:: Provided text ::
# # #
In 2008, as the housing market was collapsing, Meritage Homes faced two major issues.
One, like a lot of other builders at the time, it was having trouble moving homes. While the Scottsdale, Ariz.–based public builder had a good feel for its new-home competition, resales were another story.
"We had a lot of communities that we were really struggling to sell houses with," says Meritage CEO Steve Hilton. The new-home builders' prices "were the same as ours, and we were still not selling as many houses. We found out quickly that it's not about other new home comps. It's about where our price is relative to the resale market. We found out we didn't have good information on resale prices."
The other problem wasn't quite as dire as a lack of sales. At a time when most builders were jettisoning land and cutting overhead just to stay afloat, Meritage wanted dirt—not a bad position to be in. But it needed a targeted approach as it amassed land positions. "When we started buying land again coming out of the downturn, we needed to really make sure we bought land at the right places for the right price," Hilton says.
# # #
:: Data rows ::
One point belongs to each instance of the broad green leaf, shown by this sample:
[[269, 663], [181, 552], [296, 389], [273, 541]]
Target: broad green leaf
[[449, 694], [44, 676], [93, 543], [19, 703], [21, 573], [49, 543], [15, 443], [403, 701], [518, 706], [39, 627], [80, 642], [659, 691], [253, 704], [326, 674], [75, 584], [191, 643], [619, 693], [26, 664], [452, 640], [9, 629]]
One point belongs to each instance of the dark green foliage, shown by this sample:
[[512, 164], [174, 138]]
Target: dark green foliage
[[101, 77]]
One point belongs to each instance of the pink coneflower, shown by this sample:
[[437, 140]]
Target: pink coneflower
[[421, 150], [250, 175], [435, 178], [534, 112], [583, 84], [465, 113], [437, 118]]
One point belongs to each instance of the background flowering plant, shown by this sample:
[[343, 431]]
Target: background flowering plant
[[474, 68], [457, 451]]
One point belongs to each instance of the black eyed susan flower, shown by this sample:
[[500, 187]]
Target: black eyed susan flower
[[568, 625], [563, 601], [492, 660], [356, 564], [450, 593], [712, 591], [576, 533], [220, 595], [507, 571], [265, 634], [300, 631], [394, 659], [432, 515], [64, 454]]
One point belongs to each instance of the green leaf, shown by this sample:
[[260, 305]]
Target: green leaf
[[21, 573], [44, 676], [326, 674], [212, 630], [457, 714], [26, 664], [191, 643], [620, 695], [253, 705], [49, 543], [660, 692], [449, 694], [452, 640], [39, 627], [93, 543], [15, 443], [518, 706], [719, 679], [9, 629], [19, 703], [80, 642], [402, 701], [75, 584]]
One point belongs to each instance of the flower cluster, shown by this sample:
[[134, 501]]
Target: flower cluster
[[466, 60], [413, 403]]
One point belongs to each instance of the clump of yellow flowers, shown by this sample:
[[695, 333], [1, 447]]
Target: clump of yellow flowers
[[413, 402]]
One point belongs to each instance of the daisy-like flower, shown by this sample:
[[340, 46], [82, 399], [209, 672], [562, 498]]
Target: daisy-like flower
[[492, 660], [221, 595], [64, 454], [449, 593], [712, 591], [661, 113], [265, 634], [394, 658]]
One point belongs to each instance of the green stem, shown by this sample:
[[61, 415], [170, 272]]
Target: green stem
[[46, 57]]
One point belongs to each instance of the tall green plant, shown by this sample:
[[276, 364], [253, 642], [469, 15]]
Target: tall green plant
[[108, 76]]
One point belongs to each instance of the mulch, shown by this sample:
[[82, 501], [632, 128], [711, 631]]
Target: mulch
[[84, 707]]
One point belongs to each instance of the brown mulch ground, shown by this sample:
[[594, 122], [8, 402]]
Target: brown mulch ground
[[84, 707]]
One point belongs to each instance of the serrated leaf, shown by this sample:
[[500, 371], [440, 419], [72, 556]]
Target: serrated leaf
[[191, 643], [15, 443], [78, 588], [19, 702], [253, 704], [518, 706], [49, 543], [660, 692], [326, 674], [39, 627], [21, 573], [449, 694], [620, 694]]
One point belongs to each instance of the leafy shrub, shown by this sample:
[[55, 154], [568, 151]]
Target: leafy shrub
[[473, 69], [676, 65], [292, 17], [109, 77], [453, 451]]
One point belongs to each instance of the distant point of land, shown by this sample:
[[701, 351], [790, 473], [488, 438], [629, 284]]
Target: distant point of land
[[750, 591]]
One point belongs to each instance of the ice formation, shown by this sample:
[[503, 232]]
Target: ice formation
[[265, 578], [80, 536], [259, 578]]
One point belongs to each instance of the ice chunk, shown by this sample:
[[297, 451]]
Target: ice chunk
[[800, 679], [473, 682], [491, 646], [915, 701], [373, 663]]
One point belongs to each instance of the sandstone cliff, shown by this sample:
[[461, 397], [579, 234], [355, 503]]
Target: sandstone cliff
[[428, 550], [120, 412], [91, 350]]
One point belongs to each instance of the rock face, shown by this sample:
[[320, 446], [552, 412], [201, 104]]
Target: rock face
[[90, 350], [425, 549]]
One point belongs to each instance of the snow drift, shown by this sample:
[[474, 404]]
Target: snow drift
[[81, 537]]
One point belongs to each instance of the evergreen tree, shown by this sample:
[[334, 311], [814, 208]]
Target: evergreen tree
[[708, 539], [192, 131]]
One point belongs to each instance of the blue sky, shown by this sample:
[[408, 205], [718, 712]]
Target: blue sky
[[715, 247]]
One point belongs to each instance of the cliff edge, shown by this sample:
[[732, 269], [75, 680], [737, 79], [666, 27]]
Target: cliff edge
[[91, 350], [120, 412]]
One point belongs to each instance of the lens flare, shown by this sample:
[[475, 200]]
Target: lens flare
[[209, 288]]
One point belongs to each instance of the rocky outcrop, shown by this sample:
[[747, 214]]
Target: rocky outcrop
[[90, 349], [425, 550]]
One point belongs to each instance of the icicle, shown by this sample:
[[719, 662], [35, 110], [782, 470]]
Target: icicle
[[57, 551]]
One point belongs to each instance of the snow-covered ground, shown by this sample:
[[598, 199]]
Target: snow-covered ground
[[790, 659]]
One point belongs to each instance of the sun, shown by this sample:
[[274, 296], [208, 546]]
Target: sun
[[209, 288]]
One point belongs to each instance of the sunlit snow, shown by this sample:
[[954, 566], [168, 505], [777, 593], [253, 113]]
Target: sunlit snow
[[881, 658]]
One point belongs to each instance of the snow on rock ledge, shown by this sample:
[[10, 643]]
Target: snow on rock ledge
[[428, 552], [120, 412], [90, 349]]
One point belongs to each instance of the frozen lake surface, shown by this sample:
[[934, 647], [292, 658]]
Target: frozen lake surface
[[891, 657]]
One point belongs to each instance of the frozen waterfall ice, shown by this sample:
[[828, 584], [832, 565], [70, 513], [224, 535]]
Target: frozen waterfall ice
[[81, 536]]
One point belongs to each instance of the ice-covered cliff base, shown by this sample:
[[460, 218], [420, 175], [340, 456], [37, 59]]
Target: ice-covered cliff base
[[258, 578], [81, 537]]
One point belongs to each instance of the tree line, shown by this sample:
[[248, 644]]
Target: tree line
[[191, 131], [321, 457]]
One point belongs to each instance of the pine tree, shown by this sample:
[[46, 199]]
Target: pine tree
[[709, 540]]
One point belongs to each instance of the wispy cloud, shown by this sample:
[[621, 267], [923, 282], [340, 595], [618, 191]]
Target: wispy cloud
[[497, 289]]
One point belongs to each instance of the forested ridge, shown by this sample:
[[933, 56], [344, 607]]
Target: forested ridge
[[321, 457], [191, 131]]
# # #
:: Tasks ::
(1) In the Meritage Homes passage, what did the company discover it lacked good information on?
(2) How many lines of the records contain the string "distant"? Case counts, and reply with the number alone.
The text and the records come from unrelated sources.

:: Per-task answers ::
(1) Resale prices.

(2) 2